• _Task statement_:
Copy out everything from the line containing "[outline] black tool bag, every instance" down to the line containing "M116 80L123 80L123", both ends included, with nothing else.

• _Source records_:
══════════════════════════════
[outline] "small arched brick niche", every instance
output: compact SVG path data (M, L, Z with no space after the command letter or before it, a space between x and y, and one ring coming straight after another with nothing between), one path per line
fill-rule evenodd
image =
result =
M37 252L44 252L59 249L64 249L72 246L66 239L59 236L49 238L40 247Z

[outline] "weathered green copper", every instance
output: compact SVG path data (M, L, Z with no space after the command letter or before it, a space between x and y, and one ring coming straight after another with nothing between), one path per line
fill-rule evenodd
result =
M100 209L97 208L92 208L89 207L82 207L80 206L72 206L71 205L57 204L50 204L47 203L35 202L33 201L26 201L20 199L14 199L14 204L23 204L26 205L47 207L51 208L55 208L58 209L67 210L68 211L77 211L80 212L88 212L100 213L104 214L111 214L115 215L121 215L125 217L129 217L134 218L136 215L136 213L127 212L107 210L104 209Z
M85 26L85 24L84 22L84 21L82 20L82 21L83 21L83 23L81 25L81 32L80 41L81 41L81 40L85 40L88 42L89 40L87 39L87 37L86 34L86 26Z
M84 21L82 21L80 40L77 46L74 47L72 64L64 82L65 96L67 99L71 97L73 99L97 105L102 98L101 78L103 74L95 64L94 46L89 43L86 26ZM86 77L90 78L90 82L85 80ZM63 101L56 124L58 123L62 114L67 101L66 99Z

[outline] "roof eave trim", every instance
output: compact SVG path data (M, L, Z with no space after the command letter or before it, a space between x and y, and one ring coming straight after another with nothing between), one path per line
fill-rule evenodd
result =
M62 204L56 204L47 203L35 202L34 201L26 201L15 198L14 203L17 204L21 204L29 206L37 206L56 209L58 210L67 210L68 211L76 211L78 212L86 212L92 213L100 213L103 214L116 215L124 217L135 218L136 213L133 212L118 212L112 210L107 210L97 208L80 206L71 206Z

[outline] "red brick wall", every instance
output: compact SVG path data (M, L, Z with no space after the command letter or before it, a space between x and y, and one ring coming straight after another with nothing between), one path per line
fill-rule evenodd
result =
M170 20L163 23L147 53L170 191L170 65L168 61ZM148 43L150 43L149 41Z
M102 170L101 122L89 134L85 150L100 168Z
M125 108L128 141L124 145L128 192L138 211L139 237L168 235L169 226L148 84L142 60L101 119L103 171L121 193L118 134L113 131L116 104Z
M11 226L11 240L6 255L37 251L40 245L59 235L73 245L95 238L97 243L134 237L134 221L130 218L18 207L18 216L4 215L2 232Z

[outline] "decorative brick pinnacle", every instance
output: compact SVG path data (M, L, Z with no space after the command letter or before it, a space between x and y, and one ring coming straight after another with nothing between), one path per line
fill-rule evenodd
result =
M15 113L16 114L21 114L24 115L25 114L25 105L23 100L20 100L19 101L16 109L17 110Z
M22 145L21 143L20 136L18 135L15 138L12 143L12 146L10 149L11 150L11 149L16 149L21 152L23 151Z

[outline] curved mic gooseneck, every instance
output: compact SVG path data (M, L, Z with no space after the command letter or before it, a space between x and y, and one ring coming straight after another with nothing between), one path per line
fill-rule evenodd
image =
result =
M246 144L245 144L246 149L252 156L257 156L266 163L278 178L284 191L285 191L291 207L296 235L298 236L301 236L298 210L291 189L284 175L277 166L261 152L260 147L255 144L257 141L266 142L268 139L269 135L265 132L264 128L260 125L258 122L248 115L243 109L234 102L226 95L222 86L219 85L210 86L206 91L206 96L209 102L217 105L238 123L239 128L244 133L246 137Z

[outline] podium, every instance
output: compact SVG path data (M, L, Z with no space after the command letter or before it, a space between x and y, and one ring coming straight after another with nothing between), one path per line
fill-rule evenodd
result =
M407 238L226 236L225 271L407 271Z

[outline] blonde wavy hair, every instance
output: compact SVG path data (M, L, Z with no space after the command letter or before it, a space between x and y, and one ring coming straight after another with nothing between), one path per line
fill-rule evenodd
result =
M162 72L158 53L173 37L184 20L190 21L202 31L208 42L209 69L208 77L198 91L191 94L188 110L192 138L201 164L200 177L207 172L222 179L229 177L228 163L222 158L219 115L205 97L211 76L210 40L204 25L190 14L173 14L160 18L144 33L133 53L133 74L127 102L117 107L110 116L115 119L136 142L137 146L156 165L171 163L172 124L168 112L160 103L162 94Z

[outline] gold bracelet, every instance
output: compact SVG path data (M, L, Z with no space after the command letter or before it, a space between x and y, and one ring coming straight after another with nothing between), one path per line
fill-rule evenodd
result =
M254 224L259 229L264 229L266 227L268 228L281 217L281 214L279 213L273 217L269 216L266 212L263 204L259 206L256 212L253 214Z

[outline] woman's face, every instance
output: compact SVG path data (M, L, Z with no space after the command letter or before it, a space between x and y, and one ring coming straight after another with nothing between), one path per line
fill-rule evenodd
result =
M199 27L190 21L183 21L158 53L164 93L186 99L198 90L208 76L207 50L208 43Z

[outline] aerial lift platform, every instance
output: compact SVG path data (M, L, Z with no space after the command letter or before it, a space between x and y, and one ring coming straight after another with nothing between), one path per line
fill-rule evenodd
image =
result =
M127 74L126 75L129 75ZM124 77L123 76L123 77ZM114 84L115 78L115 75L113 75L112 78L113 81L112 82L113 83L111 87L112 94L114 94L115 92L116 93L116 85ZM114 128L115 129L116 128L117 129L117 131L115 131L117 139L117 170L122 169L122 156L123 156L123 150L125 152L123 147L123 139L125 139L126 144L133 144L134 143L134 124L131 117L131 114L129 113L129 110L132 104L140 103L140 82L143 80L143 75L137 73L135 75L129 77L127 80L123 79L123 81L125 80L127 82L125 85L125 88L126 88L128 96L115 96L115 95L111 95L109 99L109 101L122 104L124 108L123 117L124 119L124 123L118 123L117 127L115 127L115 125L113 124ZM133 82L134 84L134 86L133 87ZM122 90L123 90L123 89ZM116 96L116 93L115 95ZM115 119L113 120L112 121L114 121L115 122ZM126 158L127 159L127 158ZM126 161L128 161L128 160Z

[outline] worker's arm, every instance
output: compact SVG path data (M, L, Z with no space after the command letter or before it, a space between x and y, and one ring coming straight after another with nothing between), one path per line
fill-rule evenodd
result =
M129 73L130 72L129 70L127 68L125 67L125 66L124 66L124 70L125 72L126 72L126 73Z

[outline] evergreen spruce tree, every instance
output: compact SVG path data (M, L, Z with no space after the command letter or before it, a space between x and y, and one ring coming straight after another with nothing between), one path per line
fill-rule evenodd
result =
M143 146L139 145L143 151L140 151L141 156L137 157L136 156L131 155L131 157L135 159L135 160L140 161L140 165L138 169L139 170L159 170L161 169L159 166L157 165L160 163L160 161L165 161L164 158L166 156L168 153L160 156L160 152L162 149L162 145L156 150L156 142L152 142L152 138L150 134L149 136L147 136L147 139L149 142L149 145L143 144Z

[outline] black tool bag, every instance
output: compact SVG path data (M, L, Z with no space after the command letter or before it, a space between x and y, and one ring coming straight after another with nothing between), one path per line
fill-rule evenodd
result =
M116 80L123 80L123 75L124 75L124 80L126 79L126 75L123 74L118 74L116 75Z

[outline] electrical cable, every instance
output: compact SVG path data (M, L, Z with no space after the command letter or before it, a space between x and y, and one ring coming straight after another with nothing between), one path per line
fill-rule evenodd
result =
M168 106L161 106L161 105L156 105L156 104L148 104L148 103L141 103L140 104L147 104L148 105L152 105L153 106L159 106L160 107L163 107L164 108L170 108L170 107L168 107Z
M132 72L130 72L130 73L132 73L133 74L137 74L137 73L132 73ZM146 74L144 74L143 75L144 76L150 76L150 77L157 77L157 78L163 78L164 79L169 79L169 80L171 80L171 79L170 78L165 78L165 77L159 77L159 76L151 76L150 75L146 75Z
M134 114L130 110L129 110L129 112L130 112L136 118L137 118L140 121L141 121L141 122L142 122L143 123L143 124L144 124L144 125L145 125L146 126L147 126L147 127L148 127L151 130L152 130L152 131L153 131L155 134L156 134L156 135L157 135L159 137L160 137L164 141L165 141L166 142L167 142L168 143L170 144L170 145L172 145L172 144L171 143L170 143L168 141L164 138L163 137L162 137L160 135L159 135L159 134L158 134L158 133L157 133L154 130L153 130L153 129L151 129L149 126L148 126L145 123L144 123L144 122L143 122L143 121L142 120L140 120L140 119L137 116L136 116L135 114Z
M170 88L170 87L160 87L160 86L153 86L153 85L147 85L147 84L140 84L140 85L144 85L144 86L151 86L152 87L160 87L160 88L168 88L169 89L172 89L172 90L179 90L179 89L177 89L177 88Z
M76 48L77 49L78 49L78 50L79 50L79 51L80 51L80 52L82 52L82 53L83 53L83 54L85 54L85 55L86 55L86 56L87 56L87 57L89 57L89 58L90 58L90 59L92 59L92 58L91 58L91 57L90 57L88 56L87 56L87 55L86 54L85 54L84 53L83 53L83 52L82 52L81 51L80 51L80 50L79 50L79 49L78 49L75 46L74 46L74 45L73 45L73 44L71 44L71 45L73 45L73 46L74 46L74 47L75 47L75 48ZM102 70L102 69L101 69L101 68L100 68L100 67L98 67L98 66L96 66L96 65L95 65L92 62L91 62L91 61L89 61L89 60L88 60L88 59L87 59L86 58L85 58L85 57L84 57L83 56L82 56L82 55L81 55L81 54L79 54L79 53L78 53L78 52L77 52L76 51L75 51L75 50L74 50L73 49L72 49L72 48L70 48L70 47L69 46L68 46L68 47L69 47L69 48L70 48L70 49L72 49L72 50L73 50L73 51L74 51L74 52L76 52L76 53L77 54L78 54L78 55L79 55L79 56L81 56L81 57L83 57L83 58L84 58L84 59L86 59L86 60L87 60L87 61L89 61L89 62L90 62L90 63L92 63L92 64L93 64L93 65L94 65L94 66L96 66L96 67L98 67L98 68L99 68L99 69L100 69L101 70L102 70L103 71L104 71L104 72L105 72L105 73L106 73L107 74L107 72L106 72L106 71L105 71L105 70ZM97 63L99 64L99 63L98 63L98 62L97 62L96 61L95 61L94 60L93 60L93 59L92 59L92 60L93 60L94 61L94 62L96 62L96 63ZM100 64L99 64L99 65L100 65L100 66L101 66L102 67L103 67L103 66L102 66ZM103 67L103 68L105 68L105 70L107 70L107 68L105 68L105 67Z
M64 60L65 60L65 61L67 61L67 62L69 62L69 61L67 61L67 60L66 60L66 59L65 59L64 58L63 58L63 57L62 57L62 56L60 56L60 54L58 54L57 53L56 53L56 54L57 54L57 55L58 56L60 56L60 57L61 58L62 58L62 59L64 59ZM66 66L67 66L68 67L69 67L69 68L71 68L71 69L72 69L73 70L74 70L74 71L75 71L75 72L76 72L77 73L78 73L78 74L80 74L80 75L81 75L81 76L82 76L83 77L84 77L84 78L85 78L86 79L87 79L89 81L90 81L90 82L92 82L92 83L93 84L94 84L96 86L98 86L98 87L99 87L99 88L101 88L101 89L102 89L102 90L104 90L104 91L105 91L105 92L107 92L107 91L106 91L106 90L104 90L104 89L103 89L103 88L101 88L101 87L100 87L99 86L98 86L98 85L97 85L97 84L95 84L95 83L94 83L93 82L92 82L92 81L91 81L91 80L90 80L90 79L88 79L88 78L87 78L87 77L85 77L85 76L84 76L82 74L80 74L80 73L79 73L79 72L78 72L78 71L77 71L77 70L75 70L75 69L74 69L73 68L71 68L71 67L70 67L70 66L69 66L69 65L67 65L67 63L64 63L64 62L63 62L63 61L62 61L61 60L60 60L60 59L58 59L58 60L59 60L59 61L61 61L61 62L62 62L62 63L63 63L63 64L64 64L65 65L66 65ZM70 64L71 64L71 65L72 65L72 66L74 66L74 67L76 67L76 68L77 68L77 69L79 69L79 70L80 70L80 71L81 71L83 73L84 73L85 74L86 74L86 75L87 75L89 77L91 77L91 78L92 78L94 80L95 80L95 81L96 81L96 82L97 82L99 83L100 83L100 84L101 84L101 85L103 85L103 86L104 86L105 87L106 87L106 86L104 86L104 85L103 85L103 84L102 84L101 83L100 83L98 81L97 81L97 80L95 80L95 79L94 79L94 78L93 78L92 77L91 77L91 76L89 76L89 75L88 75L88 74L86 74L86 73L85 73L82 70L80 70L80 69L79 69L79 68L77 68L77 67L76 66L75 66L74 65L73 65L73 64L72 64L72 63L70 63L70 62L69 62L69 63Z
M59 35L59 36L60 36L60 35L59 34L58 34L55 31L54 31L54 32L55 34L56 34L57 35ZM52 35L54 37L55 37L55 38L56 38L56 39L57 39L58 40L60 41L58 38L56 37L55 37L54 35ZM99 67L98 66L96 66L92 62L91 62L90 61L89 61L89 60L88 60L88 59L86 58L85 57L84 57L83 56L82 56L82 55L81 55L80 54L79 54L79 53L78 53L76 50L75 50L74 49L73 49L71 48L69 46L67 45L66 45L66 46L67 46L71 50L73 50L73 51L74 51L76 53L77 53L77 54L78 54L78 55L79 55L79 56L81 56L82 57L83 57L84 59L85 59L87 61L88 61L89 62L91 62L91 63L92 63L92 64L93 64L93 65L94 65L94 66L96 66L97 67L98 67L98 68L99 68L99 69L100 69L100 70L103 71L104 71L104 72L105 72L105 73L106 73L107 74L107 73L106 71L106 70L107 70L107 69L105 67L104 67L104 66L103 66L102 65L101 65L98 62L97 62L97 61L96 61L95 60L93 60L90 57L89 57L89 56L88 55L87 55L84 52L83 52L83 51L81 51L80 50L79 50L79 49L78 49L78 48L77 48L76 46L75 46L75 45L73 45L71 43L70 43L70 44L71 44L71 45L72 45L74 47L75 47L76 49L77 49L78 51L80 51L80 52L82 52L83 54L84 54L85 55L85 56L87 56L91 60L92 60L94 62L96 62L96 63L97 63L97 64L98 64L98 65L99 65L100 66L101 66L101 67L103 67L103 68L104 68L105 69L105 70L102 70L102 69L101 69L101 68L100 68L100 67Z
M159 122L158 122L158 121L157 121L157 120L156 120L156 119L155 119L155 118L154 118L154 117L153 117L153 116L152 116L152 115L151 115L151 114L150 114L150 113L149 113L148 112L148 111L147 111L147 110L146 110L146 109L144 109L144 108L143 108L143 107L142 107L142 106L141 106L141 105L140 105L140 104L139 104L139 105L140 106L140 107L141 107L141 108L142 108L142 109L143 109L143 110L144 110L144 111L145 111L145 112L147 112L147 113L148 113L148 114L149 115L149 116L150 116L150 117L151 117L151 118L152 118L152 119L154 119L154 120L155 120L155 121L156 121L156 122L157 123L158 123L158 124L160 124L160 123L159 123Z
══════════════════════════════
• _Result for this task_:
[outline] black tool bag, every instance
output: compact SVG path data (M, L, Z with no space after the command letter or before it, a space between x and y, and one ring coming straight after another with nothing between), one path per line
fill-rule evenodd
result =
M116 80L123 80L123 75L124 75L124 80L126 79L126 75L123 74L118 74L116 75Z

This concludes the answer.